[Exercise goal]: In the MapReduce text below, write out the stretch from "I wrote a simple" through "Prof. Remzi’s project.", substituting "template" for "skeleton".

[Text section]:

————————

Implement MapReduce in C

Implement MapReduce in C

I wrote a simple MapReduce implementation in C. The code is designed to be run on a single machine, but it can be extended to work in a distributed environment. This implementation is based on the skeleton from Prof. Remzi’s project.

I also have some notes from the MapReduce paper in [[ _notes/research_paper/data/MapReduce|MapReduce ]]. Reading the paper is recommended.

Overview

Motivation

The MapReduce programming model is designed to process large amounts of data in parallel across a distributed cluster. It simplifies the process of writing parallel programs by abstracting away the complexities of data distribution, fault tolerance, and synchronization.

The model consists of two main functions: the Map function, which processes input data and produces intermediate key-value pairs, and the Reduce function, which takes those intermediate key-value pairs and combines them to produce the final output.

For example, in a word count application, given this input text:

Hello world
Hello MapReduce

The Map function would produce the following intermediate key-value pairs:

("Hello", 1)
("world", 1)
("Hello", 1)
("MapReduce", 1)

The Reduce function would then take these intermediate key-value pairs and combine them to produce the final output:

("Hello", 2)
("world", 1)
("MapReduce", 1)

Key points:

  • Data Processing: MapReduce is widely used for processing large datasets in parallel, such as log analysis, data transformation, and ETL (Extract, Transform, Load) processes.
  • Batch Processing: It is suitable for batch processing tasks where data can be processed in chunks rather than in real-time.
  • Simplicity: The programming model abstracts away the complexities of parallelization, fault tolerance, and data distribution, making it easier for developers to write distributed applications.

Limitations:

  • Latency: MapReduce is not suitable for real-time processing or low-latency applications, as it typically involves batch processing.
  • Interactive Queries: It is not designed for interactive queries or ad-hoc data analysis, as it requires a complete job to be submitted and processed before results are available.
  • Extensibility: While MapReduce is powerful, it may not be the best fit for all types of data processing tasks, as chaining multiple MapReduce workflows can be challenging. Some applications may require more specialized frameworks or libraries.

————————

[Data extract]:
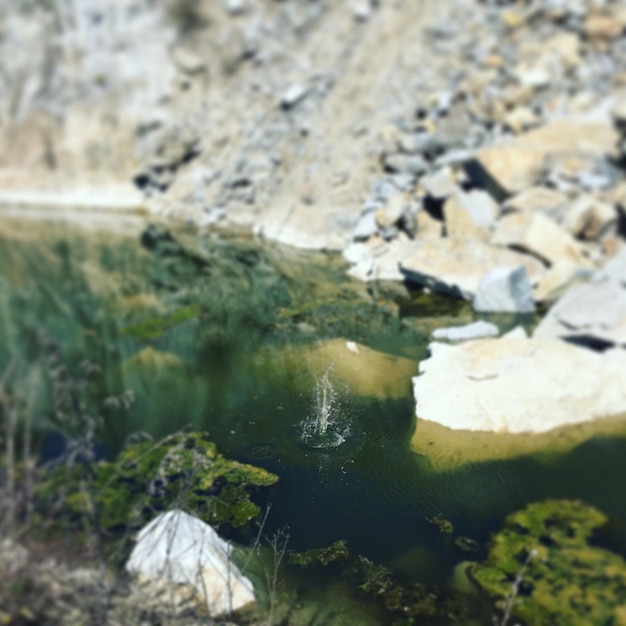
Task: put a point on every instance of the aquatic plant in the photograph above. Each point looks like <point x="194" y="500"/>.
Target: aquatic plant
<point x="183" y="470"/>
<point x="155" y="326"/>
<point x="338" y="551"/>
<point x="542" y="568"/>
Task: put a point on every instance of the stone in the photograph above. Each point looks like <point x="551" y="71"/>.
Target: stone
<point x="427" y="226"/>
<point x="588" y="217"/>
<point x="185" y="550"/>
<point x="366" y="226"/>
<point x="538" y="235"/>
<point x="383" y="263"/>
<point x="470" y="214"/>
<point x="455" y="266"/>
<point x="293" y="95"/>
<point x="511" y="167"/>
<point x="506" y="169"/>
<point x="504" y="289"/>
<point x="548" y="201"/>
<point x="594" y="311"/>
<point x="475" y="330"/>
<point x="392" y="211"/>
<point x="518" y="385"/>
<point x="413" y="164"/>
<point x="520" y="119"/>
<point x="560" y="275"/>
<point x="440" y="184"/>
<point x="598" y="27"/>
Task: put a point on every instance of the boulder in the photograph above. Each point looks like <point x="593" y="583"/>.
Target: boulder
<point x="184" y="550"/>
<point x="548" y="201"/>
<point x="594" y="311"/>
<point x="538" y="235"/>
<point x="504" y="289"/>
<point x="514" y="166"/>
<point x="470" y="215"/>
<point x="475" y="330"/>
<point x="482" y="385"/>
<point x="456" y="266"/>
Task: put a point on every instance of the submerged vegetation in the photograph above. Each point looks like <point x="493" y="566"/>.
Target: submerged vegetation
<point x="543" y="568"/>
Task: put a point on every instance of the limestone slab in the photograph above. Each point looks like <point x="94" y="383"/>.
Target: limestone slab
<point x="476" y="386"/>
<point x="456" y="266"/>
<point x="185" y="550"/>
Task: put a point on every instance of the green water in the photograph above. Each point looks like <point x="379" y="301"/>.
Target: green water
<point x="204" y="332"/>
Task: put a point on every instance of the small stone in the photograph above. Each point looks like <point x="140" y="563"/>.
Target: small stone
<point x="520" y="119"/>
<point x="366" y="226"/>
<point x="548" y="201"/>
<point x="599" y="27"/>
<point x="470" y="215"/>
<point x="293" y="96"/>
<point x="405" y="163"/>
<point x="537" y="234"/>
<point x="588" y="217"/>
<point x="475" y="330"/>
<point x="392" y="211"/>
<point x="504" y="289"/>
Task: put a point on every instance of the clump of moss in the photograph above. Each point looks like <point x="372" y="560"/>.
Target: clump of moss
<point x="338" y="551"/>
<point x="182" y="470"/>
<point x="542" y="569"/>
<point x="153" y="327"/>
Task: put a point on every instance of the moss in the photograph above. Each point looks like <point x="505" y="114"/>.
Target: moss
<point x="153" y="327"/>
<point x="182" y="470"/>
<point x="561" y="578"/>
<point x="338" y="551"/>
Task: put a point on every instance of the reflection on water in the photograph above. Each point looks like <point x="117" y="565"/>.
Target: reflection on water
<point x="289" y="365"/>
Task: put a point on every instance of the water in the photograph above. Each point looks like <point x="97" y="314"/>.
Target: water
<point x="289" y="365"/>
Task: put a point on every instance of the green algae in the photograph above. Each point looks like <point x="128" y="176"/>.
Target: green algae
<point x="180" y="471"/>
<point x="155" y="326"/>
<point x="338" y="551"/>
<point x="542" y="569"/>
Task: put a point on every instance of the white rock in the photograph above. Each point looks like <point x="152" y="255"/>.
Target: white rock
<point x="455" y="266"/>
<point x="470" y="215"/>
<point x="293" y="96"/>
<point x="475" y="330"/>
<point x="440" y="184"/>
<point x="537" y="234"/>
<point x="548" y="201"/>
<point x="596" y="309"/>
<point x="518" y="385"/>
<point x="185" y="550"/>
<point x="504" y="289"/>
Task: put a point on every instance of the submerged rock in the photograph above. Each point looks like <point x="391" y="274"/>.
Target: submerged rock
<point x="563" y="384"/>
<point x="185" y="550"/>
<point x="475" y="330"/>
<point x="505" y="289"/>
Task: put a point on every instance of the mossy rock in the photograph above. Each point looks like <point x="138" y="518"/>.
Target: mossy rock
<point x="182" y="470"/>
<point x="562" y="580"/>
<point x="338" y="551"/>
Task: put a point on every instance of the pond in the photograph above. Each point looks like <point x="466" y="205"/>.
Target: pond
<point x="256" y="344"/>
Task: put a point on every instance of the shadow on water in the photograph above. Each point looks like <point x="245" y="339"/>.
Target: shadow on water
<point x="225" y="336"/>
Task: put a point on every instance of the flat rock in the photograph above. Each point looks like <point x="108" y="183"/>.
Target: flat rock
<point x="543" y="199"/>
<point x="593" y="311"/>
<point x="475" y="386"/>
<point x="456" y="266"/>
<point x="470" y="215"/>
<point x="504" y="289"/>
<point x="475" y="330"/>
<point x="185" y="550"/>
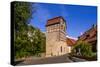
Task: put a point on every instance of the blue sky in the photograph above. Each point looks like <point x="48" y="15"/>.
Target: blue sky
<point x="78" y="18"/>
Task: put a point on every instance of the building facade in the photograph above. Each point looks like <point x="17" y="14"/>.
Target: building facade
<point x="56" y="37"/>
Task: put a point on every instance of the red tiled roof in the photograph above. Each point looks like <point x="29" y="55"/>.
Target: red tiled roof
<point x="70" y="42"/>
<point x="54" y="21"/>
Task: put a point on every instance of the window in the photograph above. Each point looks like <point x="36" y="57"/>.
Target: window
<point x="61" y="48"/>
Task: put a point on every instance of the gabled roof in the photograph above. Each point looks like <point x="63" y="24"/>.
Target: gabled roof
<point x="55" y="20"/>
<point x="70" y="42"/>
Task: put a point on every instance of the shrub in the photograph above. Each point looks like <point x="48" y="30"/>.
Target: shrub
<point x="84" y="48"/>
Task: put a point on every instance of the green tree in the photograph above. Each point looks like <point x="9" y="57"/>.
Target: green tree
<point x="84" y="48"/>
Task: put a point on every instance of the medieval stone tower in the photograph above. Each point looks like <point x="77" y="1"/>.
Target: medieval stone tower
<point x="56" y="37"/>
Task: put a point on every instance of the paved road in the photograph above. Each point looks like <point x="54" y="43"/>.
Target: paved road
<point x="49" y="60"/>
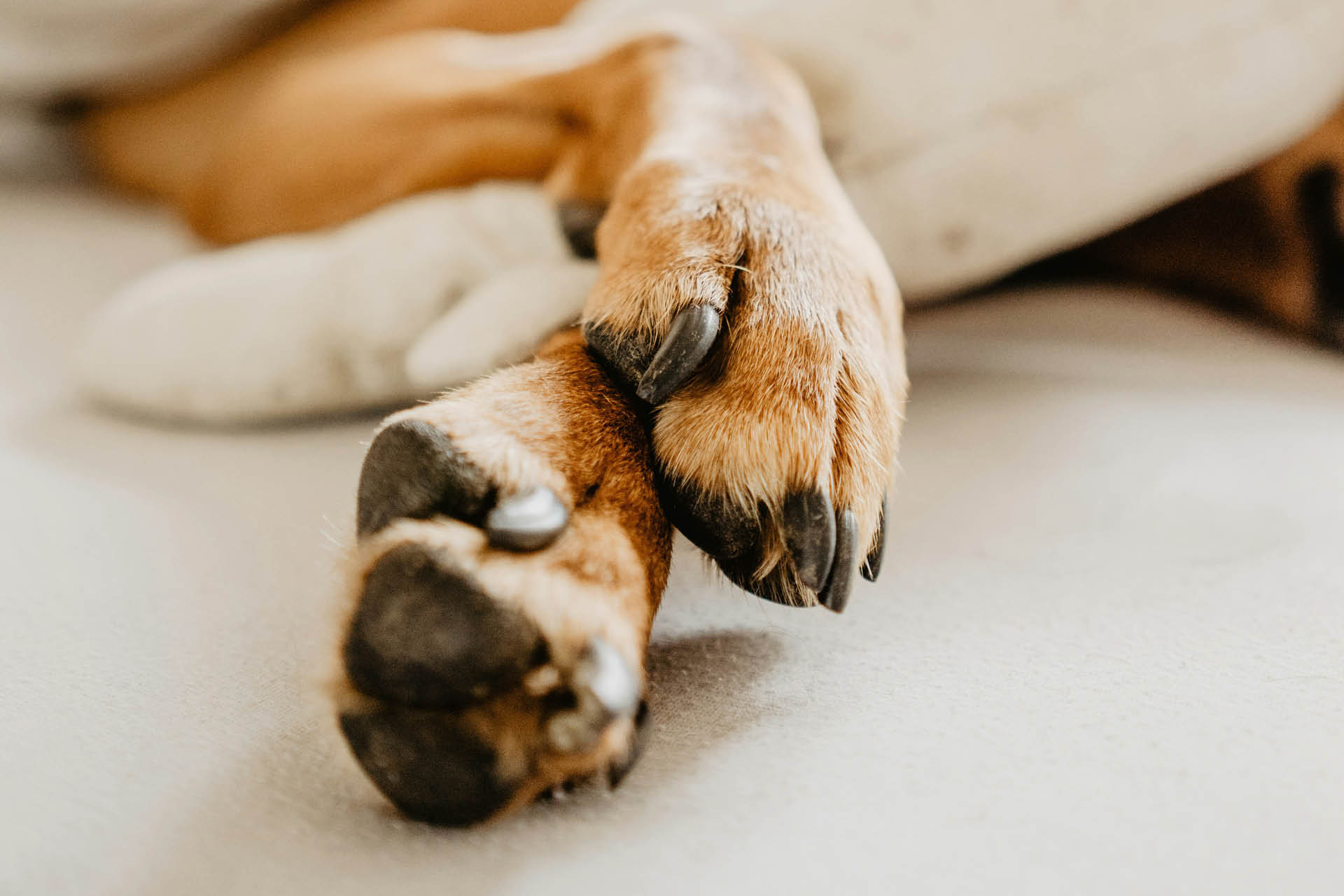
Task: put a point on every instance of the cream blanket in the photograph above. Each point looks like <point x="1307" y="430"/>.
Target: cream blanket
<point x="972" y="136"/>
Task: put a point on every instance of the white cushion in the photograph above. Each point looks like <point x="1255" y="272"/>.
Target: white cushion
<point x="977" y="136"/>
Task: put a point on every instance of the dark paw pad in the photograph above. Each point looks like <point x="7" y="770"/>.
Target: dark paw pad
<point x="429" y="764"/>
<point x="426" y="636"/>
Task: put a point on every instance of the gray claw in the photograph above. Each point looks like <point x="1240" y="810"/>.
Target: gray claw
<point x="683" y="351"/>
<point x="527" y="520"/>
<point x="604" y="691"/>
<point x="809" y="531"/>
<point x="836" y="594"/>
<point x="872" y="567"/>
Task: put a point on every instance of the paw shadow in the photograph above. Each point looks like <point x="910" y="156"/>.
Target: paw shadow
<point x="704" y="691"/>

————————

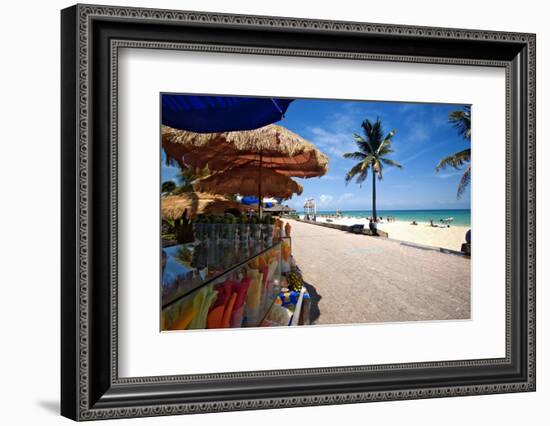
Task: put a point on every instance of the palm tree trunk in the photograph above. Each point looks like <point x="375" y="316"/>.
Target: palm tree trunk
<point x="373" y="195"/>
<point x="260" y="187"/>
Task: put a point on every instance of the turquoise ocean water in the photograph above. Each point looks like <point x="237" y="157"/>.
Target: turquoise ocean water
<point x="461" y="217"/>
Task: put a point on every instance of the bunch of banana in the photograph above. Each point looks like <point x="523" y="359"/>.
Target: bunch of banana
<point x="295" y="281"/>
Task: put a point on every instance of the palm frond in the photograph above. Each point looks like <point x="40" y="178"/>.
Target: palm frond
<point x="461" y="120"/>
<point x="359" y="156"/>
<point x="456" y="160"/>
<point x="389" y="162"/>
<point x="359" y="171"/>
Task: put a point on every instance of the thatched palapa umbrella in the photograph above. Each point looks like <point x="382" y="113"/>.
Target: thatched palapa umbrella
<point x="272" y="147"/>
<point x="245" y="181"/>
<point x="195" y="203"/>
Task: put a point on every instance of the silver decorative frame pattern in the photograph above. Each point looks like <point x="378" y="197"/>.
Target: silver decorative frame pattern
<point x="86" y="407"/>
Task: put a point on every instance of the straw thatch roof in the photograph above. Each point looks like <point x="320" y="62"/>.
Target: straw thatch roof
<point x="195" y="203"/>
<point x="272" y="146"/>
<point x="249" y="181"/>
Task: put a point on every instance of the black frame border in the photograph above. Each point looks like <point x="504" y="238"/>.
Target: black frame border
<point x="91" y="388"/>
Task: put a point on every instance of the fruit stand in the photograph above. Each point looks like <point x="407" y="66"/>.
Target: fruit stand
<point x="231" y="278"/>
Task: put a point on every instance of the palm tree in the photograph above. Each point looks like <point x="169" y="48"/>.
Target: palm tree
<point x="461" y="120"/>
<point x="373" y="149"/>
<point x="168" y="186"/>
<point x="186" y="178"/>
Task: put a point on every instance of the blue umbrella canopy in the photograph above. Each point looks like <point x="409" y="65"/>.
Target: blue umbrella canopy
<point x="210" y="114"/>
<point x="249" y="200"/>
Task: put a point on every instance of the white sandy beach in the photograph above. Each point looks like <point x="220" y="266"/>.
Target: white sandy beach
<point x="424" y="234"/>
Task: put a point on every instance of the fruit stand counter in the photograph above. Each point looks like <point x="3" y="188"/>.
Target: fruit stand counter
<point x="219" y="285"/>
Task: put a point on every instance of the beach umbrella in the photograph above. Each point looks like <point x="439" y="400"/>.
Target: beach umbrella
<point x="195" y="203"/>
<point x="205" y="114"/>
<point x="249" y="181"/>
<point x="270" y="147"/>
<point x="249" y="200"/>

————————

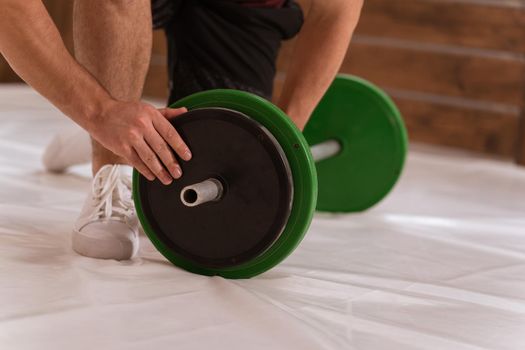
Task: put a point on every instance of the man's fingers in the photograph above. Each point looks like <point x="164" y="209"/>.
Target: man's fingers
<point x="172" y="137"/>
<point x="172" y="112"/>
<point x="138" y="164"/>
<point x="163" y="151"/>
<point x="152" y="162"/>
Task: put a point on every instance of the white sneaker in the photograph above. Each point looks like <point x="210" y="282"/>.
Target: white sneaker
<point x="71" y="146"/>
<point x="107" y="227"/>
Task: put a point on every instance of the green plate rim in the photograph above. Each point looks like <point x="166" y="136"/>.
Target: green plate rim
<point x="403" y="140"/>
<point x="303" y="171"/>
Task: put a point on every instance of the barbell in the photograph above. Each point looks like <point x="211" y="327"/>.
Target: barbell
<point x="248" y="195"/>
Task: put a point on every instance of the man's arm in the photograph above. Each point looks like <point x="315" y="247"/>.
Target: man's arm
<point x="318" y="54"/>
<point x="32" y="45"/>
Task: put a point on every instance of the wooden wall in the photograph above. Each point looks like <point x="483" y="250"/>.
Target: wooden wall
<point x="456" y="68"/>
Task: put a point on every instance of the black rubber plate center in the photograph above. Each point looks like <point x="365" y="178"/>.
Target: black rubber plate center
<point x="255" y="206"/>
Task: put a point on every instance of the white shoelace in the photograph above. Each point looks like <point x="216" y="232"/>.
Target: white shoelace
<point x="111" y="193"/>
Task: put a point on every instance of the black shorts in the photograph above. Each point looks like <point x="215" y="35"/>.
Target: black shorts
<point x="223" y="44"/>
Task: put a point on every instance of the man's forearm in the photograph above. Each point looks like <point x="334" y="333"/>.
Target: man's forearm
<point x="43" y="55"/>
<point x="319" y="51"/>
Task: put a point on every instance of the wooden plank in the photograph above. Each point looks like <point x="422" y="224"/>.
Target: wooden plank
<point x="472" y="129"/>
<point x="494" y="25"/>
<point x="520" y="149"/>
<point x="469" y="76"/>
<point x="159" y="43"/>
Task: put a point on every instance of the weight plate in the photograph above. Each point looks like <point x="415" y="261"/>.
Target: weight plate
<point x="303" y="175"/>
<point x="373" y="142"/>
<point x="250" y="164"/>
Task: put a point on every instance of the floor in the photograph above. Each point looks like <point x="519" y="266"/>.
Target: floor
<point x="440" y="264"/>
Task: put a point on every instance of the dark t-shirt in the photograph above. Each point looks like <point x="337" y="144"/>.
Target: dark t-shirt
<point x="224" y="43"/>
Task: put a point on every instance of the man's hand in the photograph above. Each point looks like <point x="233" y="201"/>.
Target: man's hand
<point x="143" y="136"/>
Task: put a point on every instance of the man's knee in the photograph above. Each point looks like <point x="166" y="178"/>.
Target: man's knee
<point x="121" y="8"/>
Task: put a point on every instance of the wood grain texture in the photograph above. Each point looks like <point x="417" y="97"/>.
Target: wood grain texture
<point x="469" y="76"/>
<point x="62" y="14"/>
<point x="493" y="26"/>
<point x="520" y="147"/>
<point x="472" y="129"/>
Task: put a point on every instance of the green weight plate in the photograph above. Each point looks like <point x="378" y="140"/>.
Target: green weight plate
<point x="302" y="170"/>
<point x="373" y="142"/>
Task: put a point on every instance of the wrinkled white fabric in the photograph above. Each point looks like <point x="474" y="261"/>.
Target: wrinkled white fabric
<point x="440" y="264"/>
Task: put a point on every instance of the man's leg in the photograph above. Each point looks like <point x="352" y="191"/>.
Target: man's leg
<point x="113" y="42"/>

————————

[Completed task]:
I wrote a simple MapReduce implementation in C. The code is designed to be run on a single machine, but it can be extended to work in a distributed environment. This implementation is based on the template from Prof. Remzi’s project.